## EXTRACT PROVIDED:
(begin)

Was the Dalai Lama’s desire to return spoken from the heart? Was it a restless mind’s outpouring? There is a thinking that in that desire is a “potential fallout” for India. That it is an “affirmation” that President Xi Jinping is the “most powerful leader” in the region. That the Dalai Lama’s slow burning for home and hearth will have a bearing on India.

That it will for once and all bury the ‘Tibet Issue’.

On November 23, the Dalai Lama said, “The past is past, Tibetans want to stay with China”. That was serious. As serious as a heart attack. Pregnant with “serious political overtone”. More so as it came soon after the 19th party congress of the Chinese Communist Party and the Doklam standoff.

The Dalai Lama’s statement that “he would return to Tibet at once, if China agrees” pointed to a “possible rapprochement” with Beijing. Does it have anything to do with US President’s ‘America First’ policy? Trump recently visited China. He did not take a detour to New Delhi.

Tibet must have figured in Trump’s powwow with Xi Jinping. Talk is that Trump must not have made Tibet an outstanding issue between the United States and China. “Tibet is not our problem, but North Korea is,” Trump must have told Xi. Trump must have dumped the Dalai Lama for a piece of action against Kim Jong Un.

Maybe the US change in thinking was conveyed to the Dalai Lama by the US officials who called on him at Dharamshala just before Trump visited China. Trump is that unique character who will shake hands with the devil to pact a deal. The man wrote the Art of the Deal!

(end)

## WRITTEN INSTRUCTION 1:
Convert everything in the records from the line containing "Keep to these rules. Indicate every instance of the distant" down through the final line of the records into a JSON list of strings, one string per line and with blank lines left out.
The article and the records were taken from separate, unrelated sources.

## INPUT DATA:
(begin)

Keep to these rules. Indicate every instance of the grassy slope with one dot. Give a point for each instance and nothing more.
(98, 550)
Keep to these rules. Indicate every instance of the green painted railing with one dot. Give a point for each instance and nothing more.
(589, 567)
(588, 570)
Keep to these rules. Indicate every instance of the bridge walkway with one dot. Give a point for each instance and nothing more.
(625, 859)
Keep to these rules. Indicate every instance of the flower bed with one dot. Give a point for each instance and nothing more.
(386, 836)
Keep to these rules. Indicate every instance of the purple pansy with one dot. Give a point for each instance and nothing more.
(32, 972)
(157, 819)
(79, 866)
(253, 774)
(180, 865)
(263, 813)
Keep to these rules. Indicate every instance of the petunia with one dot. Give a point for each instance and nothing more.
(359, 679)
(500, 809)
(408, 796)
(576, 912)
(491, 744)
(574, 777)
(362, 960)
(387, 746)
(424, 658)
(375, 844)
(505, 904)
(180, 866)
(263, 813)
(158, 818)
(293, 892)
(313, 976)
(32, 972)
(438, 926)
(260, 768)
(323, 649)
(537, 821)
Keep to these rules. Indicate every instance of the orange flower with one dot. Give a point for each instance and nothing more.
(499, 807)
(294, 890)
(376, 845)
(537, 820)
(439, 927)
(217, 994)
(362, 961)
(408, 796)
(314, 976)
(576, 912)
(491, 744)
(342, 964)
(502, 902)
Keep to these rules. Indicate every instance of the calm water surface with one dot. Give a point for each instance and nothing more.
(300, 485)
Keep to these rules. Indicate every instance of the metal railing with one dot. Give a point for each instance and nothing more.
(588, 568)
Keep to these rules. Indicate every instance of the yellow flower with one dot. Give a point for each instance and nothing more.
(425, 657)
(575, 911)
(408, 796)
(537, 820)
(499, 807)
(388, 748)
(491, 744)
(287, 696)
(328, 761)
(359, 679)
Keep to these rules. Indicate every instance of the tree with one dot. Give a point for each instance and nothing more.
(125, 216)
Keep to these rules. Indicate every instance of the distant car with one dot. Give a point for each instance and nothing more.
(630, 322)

(end)

## WRITTEN INSTRUCTION 2:
Carry on the article about the Dalai Lama's wish to return to Tibet from the point where it stops.

## TASK ANSWER 1:
[
  "Keep to these rules. Indicate every instance of the distant car with one dot. Give a point for each instance and nothing more.",
  "(630, 322)"
]

## TASK ANSWER 2:
Barack Obama welcomed the Dalai Lama at the back door of the White House. Now Trump has proposed zero aid to the Tibetans in 2018. Has the Dalai Lama seen the writing on the wall? And he wants that the wall be in Pottala Palace than in Dharamshala.

Only recently, a week after Trump’s China visit, the Dalai Lama chose two personal emissaries to represent him in all ‘global engagements’. He said he was fatigued, exhausted, so he appointed the two “trusted friends” to represent him.

The Tibet issue is a complex one. Too many players are involved. The Dalai Lama has been working on a plan called 5/50 Vision for his return to Tibet, with the caveat “hope for the best and prepare for worst”. The plan envisaged a five-year strategy to return to dialogue with China. At the same time prepare for a 50-year struggle to fulfil the aspirations of the Tibetan people.

The appointment of the two emissaries is a victory for China. Beijing has been asking the Dalai Lama to stop going around the world to trash China. There is talk that the two emissaries have already made contact with China.

In any case global leaders were running out of excuses to shake hands with the Dalai Lama. China is a bear not a panda. It bears down on any head of state who smiles at the Dalai Lama.

So the Dalai Lama wants to return home. Why not? He may get his desire, too. And Xi would like tie up all loose ends before he retires, if only to be recognized as the most effective Chinese President in history. Once the Dalai Lama is “safely” ensconced in the Pottala Palace, Xi will get down (literally) to dealing with India. There must be hardliners among the Tibetans who do not want any rapprochement with China but with Dalai Lama in Pottala, the next Dalai Lama will “rise” in Tibet (China) and that will be a 100-year question answered in favour of China.

India can watch the scenario unfold. Once the Tibet issue is settled once and for all, China will come for “South Tibet” and Doklam and the boundary issue and then maybe India will have to do a Dalai Lama with China. (IPA Service)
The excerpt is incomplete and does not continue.